* **TASK STATEMENT**:
Starting with the line containing "Task: check that each instance of the metal" and going on through the line containing "[(548, 383)]", reproduce that part of the listing, requests included, raising every coordinate in the answers by 67. Give only those lines.

* **THE DATA**:

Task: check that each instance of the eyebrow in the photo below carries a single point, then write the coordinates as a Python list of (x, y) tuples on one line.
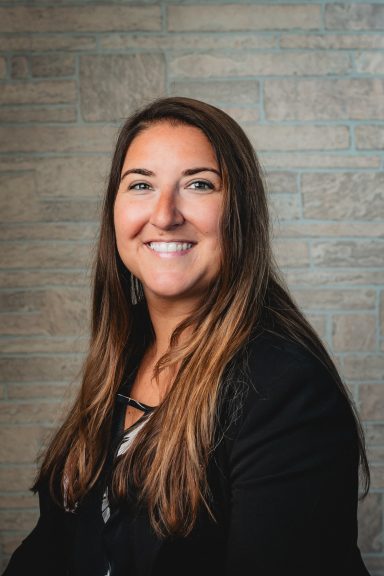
* * *
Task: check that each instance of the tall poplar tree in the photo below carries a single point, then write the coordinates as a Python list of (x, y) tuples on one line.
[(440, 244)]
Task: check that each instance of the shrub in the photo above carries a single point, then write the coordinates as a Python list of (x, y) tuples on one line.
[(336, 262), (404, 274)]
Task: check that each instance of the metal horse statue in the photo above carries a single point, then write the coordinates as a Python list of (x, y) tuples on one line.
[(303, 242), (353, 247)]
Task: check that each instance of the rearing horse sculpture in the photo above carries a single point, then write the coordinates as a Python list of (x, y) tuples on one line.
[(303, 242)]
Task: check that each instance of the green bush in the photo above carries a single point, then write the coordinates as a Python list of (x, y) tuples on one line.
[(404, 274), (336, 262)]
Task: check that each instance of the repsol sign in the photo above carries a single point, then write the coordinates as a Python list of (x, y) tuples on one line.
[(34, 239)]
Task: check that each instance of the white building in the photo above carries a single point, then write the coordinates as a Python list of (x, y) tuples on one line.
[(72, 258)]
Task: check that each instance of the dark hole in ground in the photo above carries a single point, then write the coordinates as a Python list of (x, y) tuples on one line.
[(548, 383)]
---
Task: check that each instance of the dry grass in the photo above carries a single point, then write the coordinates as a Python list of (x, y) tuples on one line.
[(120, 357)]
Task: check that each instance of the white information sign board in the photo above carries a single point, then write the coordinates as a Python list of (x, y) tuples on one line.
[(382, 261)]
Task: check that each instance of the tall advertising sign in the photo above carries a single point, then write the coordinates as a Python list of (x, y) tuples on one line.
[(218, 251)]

* **EXERCISE SOLUTION**:
Task: check that each instance of the metal horse statue in the photo above carries a single point, then write the coordinates as a Python list of (x, y) tuples on one line.
[(370, 309), (420, 314)]
Task: check that each instance of the rearing horse sculpture in the photo above carries a single point, then write the coordinates as a Python list of (x, y) tuples on one line.
[(370, 309)]
Task: check that each instance of the green bush in the photo above carries a single point, then write the coordinates as a Python list of (x, y) tuples on one line.
[(471, 341), (403, 329)]
Task: check that each instance of the repsol sign in the photo above carries a single point, then write the coordinates as a Python list of (x, y) tuples on one line.
[(101, 306)]
Task: check that each instance of the white building in the photo above carries a single point, then write the coordinates as a Python list of (x, y) tuples on one line.
[(139, 325)]
Task: check that each instance of the dark hole in ground in the photo above carries a single point, then write the coordinates as a Python list of (x, y) tuples on one line.
[(615, 450)]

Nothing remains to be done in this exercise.